Task — Copy the lines below, beginning with the one that contains "-- provide the" and continuing through the final line, exactly as written and with no other lines.

Data extract —
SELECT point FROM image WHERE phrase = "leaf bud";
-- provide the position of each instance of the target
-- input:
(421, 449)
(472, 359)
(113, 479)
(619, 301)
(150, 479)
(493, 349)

Problem solution —
-- provide the position of each instance of the target
-- input:
(421, 449)
(472, 359)
(113, 479)
(619, 301)
(150, 479)
(493, 349)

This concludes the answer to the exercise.